» **THE TASKS**:
A) In the pull request thread, reproduce the part that opens with the words containing "How about this?" and closes with "passes all tests.", swapping "finished" for "completed".
B) Answer these questions from the pull request thread.
(i) How was the patch tested?
(ii) How many WholeStageCodegen subtrees does the example output report finding?
(iii) What is the number of the test build that SparkQA reports for PR 25766?

======== DOCUMENT TEXT

[SPARK-29061][SQL] Prints bytecode statistics in debugCodegen #25766

maropu · 2019-09-12T00:44:02Z

What changes were proposed in this pull request?

This pr proposes to print bytecode statistics (max class bytecode size, max method bytecode size, max constant pool size, and # of inner classes) for generated classes in debug prints, debugCodegen. Since these metrics are critical for codegen framework developments, I think its worth printing there. This pr intends to enable debugCodegen to print these metrics as following;

scala> sql("SELECT sum(v) FROM VALUES(1) t(v)").debugCodegen
Found 2 WholeStageCodegen subtrees.
== Subtree 1 / 2 (maxClassCodeSize:2693; maxMethodCodeSize:124; maxConstantPoolSize:130(0.20% used); numInnerClasses:0) ==
                  ^^^^^^^^^^^^^^^^^^^^^^^^^^^^^^^^^^^^^^^^^^^^^^^^^^^^^^^^^^^^^^^^^^^^^^^^^^^^^^^^^^^^^^^^^^^^^^^^^^^^^
*(1) HashAggregate(keys=[], functions=[partial_sum(cast(v#0 as bigint))], output=[sum#5L])
+- *(1) LocalTableScan [v#0]

Generated code:
/* 001 */ public Object generate(Object[] references) {
/* 002 */   return new GeneratedIteratorForCodegenStage1(references);
/* 003 */ }
...

Why are the changes needed?

For efficient developments

Does this PR introduce any user-facing change?

No

How was this patch tested?

Manually tested

maropu · 2019-09-12T00:44:50Z

How about this? @cloud-fan @rednaxelafx @viirya @mgaido91

SparkQA · 2019-09-12T05:02:12Z

Test build #110493 has finished for PR 25766 at commit 1b27080.

This patch passes all tests.
This patch merges cleanly.

================
======== SUPPLIED INFORMATION

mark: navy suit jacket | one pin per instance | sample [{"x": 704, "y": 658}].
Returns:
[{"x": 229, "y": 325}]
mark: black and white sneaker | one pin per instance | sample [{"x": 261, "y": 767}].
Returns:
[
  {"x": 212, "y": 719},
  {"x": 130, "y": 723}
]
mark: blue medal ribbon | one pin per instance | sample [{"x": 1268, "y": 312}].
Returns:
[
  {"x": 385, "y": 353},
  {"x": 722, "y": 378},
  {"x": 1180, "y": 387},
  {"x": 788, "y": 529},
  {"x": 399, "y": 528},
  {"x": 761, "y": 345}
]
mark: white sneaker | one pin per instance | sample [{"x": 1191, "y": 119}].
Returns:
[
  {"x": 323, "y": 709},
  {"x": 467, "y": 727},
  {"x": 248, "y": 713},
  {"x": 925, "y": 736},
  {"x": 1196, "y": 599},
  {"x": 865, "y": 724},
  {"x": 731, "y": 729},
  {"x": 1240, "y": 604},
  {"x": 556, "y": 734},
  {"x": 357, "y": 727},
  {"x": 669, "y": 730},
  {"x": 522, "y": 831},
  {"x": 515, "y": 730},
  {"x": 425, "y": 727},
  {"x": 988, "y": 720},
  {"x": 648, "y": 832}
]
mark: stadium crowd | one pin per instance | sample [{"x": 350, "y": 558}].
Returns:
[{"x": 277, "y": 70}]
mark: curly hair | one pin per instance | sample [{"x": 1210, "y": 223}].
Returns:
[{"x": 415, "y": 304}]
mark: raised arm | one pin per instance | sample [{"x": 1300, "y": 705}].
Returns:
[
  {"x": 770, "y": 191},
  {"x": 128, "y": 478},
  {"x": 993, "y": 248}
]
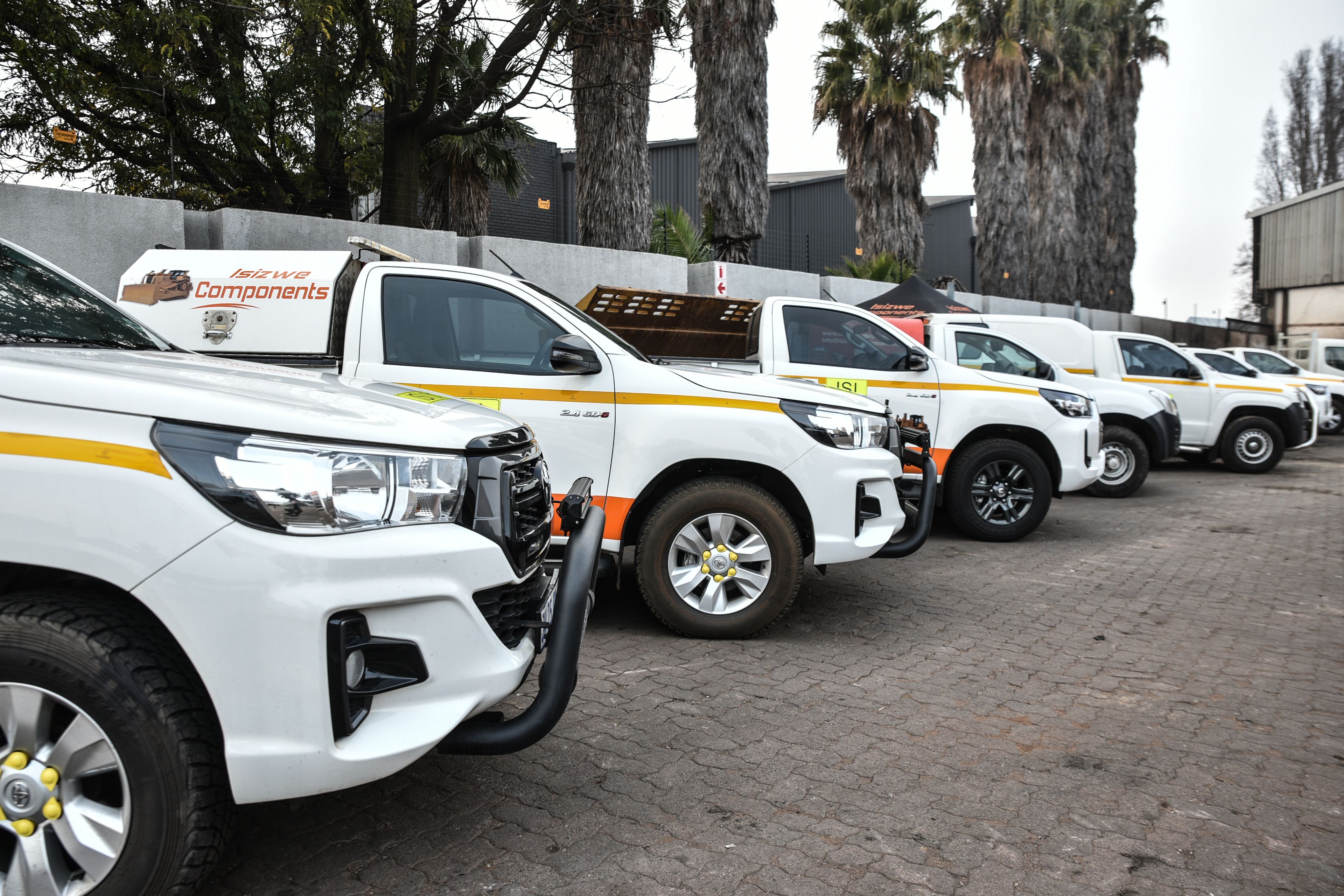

================

» **COMPLETE ANSWERS**:
A)
How about this? @cloud-fan @rednaxelafx @viirya @mgaido91

SparkQA · 2019-09-12T05:02:12Z

Test build #110493 has completed for PR 25766 at commit 1b27080.

This patch passes all tests.

B)
(i) It was tested manually.
(ii) The example output reports 2 subtrees.
(iii) The test build number is 110493.